◆ Text section:

___

The exemplary work of anti-racist researcher and children’s rights activist Dr Oliver Sutherland and his associates in ACORD (Auckland Committee on Racism and Discrimination) documents a deeply disturbing history of abusive state care in the 1970s and 80s. The following discussion draws on a witness statement, dated October 4th, 2019, which Dr Sutherland presented to the current Royal Commission into Historical Abuse in State Care and the Care of Faith Based Institutions.

The aim of this post is to encourage some reflection on the role of advocacy organisations in bringing hidden injustice and suffering to light. None of this happened very long ago and it  happened here in Aotearoa; at the hands, or at least under the noses, of state social workers. There are some lessons in here for us all in my humble opinion.

___

◆ Short exercise A: Revise the passage on abusive state care from "The exemplary work" to "my humble opinion.", changing "advocacy organisations" to "advocacy groups".
◆ Short exercise B: Based on the passage on abusive state care, answer yes or no to each statement and quote the deciding words: (i) The witness statement is dated October 4th, 2019. (ii) ACORD stands for Auckland Committee on Racism and Discrimination. (iii) The history of abusive state care that is documented dates from the 1990s.

(Stored data)
___

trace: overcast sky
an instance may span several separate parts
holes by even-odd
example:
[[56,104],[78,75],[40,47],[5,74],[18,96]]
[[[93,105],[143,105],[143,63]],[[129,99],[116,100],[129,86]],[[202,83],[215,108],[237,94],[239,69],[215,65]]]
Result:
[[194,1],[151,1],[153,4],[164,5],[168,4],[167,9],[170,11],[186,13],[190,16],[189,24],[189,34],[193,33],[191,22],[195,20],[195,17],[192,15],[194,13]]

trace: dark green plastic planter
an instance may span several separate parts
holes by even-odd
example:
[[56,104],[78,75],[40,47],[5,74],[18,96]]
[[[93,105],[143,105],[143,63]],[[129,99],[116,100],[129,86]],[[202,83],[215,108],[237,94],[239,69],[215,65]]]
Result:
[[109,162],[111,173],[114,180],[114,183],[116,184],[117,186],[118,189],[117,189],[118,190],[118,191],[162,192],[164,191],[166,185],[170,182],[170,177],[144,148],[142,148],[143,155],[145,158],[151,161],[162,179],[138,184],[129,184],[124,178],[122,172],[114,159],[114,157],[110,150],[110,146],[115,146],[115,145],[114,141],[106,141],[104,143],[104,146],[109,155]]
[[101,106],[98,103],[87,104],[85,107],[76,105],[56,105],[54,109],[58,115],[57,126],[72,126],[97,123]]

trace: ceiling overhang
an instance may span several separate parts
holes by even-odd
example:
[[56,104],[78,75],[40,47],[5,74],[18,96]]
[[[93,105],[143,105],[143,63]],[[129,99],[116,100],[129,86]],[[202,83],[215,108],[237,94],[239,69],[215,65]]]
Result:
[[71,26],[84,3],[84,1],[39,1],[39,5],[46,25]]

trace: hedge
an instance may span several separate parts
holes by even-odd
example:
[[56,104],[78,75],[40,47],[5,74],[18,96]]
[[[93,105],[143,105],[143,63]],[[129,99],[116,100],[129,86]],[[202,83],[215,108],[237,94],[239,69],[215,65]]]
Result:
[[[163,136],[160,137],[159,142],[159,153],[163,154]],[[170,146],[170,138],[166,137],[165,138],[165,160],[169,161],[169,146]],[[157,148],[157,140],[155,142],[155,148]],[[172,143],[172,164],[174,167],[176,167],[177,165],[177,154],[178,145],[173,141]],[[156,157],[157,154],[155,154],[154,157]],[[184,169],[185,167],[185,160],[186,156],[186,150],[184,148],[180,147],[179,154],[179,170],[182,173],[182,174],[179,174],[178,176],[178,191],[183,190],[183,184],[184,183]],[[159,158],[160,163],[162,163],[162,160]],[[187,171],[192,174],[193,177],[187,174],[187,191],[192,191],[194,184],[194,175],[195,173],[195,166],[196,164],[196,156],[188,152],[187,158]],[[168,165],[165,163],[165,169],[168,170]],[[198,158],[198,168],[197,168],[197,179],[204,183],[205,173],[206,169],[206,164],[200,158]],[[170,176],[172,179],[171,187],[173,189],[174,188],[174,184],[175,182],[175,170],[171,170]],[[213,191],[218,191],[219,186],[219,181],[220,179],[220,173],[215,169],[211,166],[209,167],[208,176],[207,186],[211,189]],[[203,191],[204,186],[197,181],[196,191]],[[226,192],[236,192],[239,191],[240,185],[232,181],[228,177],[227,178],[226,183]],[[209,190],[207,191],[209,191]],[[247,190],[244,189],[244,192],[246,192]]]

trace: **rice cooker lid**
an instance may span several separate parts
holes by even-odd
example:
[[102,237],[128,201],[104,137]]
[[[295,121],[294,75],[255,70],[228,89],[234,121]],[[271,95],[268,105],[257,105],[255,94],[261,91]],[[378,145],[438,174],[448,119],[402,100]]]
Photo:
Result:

___

◆ Full output A:
The exemplary work of anti-racist researcher and children’s rights activist Dr Oliver Sutherland and his associates in ACORD (Auckland Committee on Racism and Discrimination) documents a deeply disturbing history of abusive state care in the 1970s and 80s. The following discussion draws on a witness statement, dated October 4th, 2019, which Dr Sutherland presented to the current Royal Commission into Historical Abuse in State Care and the Care of Faith Based Institutions.

The aim of this post is to encourage some reflection on the role of advocacy groups in bringing hidden injustice and suffering to light. None of this happened very long ago and it  happened here in Aotearoa; at the hands, or at least under the noses, of state social workers. There are some lessons in here for us all in my humble opinion.

◆ Full output B:
(i) Yes: "a witness statement, dated October 4th, 2019"
(ii) Yes: "ACORD (Auckland Committee on Racism and Discrimination)"
(iii) No: "a deeply disturbing history of abusive state care in the 1970s and 80s"